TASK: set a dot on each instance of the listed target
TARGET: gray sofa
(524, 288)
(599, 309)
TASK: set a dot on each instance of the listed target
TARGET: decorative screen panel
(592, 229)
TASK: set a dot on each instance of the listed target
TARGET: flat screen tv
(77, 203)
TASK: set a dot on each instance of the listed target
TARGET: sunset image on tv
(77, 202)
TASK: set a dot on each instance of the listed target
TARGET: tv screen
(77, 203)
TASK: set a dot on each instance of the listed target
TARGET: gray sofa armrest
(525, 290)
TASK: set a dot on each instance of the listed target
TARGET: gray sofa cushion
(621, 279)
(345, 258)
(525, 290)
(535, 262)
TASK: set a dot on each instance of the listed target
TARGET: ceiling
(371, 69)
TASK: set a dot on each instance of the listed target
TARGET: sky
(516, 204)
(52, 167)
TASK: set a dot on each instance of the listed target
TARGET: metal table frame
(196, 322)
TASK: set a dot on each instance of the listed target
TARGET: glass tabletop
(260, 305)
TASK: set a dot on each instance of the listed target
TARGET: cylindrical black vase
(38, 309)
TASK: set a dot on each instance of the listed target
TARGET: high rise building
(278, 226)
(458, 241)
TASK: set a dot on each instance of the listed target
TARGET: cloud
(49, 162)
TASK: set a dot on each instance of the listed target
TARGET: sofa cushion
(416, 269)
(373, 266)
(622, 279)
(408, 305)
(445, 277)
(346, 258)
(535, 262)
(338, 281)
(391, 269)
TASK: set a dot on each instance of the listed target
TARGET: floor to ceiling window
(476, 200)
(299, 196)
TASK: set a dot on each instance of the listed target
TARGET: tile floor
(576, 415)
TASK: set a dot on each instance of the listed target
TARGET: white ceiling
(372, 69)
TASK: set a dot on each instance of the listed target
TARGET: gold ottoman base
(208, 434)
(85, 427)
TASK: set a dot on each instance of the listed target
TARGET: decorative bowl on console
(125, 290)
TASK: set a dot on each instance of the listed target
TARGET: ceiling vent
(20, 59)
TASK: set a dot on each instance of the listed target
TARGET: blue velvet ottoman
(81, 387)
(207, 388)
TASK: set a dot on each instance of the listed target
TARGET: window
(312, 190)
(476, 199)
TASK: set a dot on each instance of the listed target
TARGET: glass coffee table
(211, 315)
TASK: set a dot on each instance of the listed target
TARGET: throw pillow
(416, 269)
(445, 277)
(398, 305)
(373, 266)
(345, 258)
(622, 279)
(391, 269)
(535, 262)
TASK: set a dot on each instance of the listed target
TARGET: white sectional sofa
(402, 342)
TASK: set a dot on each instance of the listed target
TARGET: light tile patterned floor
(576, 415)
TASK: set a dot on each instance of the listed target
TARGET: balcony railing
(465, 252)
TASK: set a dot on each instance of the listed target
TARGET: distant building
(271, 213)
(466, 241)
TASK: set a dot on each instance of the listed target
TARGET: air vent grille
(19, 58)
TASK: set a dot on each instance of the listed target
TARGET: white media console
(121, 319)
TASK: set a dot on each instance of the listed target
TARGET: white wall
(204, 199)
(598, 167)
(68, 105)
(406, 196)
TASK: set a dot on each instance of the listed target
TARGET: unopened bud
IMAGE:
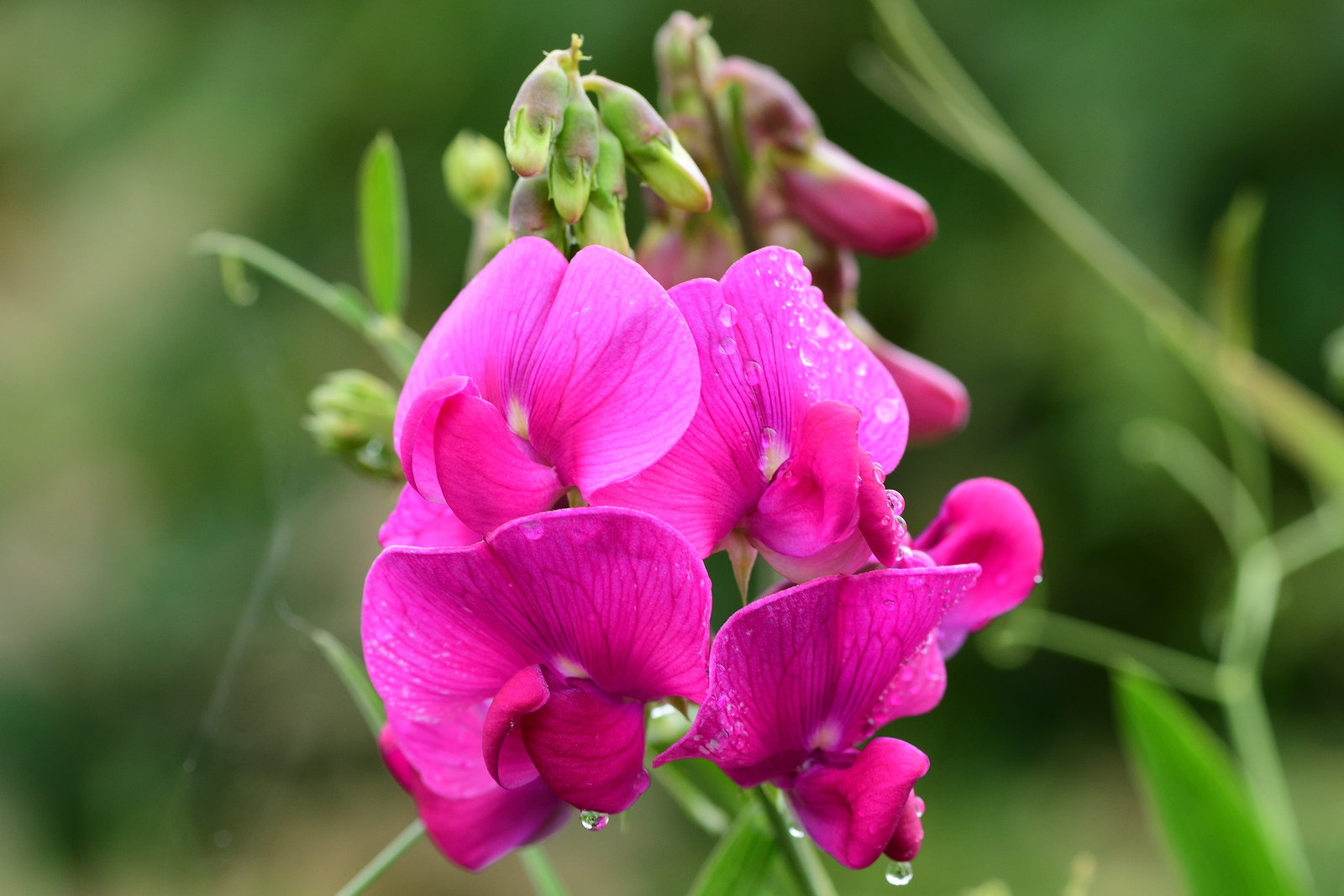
(772, 107)
(575, 156)
(651, 145)
(850, 204)
(476, 172)
(938, 402)
(537, 116)
(604, 217)
(531, 212)
(353, 419)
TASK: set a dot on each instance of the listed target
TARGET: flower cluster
(575, 441)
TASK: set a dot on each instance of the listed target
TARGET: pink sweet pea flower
(799, 680)
(554, 631)
(542, 376)
(796, 427)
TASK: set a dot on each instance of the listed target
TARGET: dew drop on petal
(900, 873)
(593, 820)
(887, 410)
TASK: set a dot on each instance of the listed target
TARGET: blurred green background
(154, 427)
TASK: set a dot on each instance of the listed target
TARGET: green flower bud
(651, 145)
(604, 217)
(575, 156)
(537, 116)
(353, 419)
(531, 212)
(476, 172)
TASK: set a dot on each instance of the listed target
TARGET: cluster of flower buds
(748, 123)
(570, 156)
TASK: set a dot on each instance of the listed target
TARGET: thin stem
(806, 871)
(385, 860)
(539, 869)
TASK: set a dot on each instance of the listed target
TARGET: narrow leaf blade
(1196, 795)
(383, 226)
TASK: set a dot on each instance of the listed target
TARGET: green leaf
(1196, 795)
(383, 228)
(739, 864)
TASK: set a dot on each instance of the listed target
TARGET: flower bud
(651, 145)
(575, 155)
(537, 116)
(531, 212)
(772, 107)
(847, 203)
(476, 172)
(604, 217)
(353, 419)
(938, 402)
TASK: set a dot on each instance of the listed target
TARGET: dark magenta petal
(990, 523)
(477, 831)
(853, 813)
(501, 745)
(797, 674)
(905, 844)
(418, 523)
(589, 746)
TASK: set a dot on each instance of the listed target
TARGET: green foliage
(385, 244)
(1205, 813)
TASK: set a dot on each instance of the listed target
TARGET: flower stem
(385, 860)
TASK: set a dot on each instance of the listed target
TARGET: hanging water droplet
(887, 410)
(593, 820)
(900, 873)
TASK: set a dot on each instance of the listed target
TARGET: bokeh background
(154, 449)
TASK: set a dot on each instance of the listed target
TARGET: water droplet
(593, 820)
(811, 352)
(900, 873)
(887, 410)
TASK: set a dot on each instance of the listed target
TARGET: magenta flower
(564, 624)
(796, 427)
(543, 376)
(799, 681)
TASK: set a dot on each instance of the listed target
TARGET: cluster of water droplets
(593, 820)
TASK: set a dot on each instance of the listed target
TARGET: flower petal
(796, 674)
(853, 813)
(490, 331)
(711, 477)
(990, 523)
(588, 746)
(477, 831)
(615, 378)
(418, 523)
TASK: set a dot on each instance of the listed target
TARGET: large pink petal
(616, 379)
(990, 523)
(418, 523)
(796, 674)
(486, 472)
(589, 746)
(490, 331)
(853, 813)
(477, 831)
(711, 477)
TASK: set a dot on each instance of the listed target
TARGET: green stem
(385, 860)
(539, 869)
(803, 862)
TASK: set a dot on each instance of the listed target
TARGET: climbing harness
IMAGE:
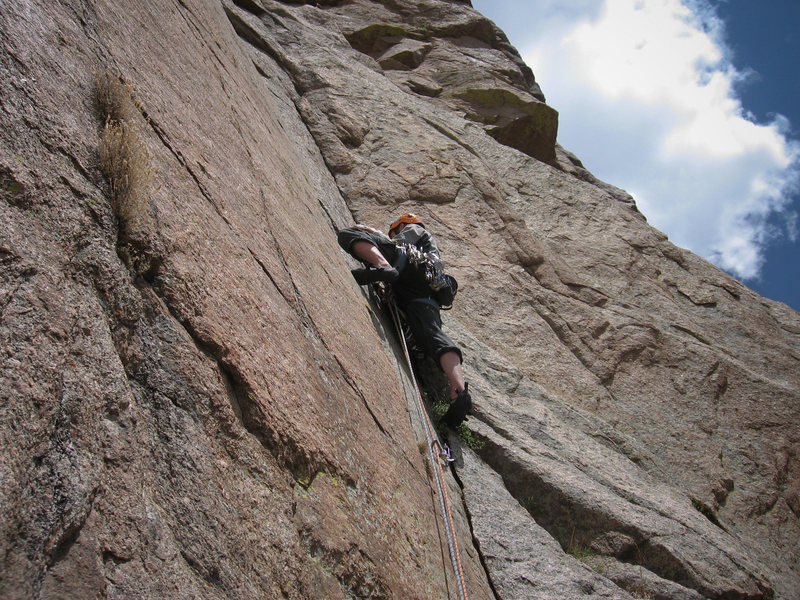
(444, 452)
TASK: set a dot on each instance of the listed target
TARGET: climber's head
(404, 220)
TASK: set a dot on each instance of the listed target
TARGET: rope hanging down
(441, 485)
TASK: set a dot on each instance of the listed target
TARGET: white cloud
(646, 96)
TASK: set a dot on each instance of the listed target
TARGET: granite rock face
(197, 400)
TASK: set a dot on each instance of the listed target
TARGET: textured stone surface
(198, 401)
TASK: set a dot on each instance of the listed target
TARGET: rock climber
(408, 259)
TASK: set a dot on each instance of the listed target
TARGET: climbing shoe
(373, 274)
(459, 408)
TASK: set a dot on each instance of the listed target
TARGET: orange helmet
(406, 218)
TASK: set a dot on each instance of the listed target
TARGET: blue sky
(692, 106)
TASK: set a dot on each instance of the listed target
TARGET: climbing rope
(441, 485)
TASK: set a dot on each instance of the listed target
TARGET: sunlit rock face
(199, 401)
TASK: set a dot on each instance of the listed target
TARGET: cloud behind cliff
(647, 96)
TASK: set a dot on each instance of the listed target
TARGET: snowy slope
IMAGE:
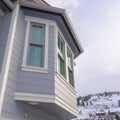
(99, 103)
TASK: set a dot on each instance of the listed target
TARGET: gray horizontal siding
(4, 28)
(32, 82)
(22, 81)
(65, 94)
(60, 22)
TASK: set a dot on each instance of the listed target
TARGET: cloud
(98, 68)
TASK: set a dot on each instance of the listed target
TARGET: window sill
(34, 69)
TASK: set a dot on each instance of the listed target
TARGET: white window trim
(67, 47)
(26, 67)
(1, 12)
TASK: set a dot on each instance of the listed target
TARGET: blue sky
(97, 23)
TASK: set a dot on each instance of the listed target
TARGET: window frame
(60, 54)
(70, 67)
(40, 45)
(67, 48)
(46, 23)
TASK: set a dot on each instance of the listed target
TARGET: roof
(42, 5)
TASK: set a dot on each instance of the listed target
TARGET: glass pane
(59, 42)
(60, 66)
(35, 56)
(69, 58)
(37, 34)
(60, 45)
(70, 75)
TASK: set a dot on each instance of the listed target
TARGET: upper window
(70, 68)
(61, 56)
(36, 45)
(64, 60)
(35, 56)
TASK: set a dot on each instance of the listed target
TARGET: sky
(97, 23)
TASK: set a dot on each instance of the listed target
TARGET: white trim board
(1, 13)
(34, 97)
(8, 53)
(31, 97)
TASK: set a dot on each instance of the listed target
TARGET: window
(61, 56)
(70, 68)
(64, 60)
(36, 45)
(35, 55)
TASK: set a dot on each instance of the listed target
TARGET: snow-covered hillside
(100, 103)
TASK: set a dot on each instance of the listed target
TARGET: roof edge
(60, 11)
(9, 4)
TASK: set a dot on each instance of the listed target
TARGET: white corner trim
(34, 97)
(26, 44)
(34, 69)
(8, 53)
(1, 12)
(64, 105)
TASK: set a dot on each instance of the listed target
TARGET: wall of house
(12, 109)
(4, 28)
(61, 24)
(31, 82)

———

Exercise objective
Starting at the line that contains "TARGET: green flower bud" and stopping after the line that contains "TARGET: climbing harness", write out every line exactly as it appears above, and no other line.

Written solution
TARGET: green flower bud
(651, 145)
(604, 217)
(575, 156)
(537, 116)
(353, 419)
(531, 212)
(476, 172)
TASK: set a dot on each instance of the listed target
TARGET: cluster of flower buds
(748, 123)
(570, 156)
TASK: set a dot on each instance of the listed target
TARGET: thin stem
(806, 871)
(385, 860)
(539, 869)
TASK: set a dot on each instance of the listed target
TARGET: narrow leaf blade
(1196, 795)
(383, 226)
TASK: set a dot on each instance of the listed target
TARGET: green leaf
(1196, 795)
(383, 228)
(739, 864)
TASK: set a dot on each instance of the listed target
TARGET: flower bud
(651, 145)
(575, 155)
(537, 116)
(531, 212)
(772, 107)
(847, 203)
(476, 172)
(604, 217)
(353, 419)
(938, 402)
TASK: set a dot on each instance of the listed target
TARGET: dark magenta petal
(990, 523)
(477, 831)
(853, 813)
(501, 745)
(797, 674)
(905, 844)
(418, 523)
(589, 746)
TASK: set a dot on each instance of the listed target
TARGET: green foliage
(385, 244)
(1205, 813)
TASK: set a dot on each instance of the listed target
TARGET: flower stem
(385, 860)
TASK: set a dot on each instance of the listed target
TARGET: hanging water droplet
(887, 410)
(593, 820)
(900, 873)
TASK: set a dot on each instance of the listed target
TARGET: bokeh background
(154, 449)
TASK: set a dot on each instance of the listed target
TARGET: water droplet
(593, 820)
(811, 352)
(900, 873)
(887, 410)
TASK: set a dot on each instance of the listed target
TARGET: magenta flower
(564, 624)
(796, 427)
(543, 376)
(799, 681)
TASK: set a dot on each instance of the listed target
TARGET: cluster of water droplets
(593, 820)
TASK: set a dot on each instance of the listed target
TARGET: flower petal
(796, 674)
(853, 813)
(490, 331)
(711, 477)
(990, 523)
(588, 746)
(477, 831)
(615, 378)
(418, 523)
TASK: set a dot on each instance of the listed target
TARGET: large pink petal
(616, 379)
(990, 523)
(418, 523)
(796, 674)
(486, 472)
(589, 746)
(490, 331)
(853, 813)
(477, 831)
(711, 477)
TASK: set a dot on each instance of the listed target
TARGET: green stem
(385, 860)
(539, 869)
(803, 862)
TASK: set a dot on each instance of the listed target
TARGET: climbing harness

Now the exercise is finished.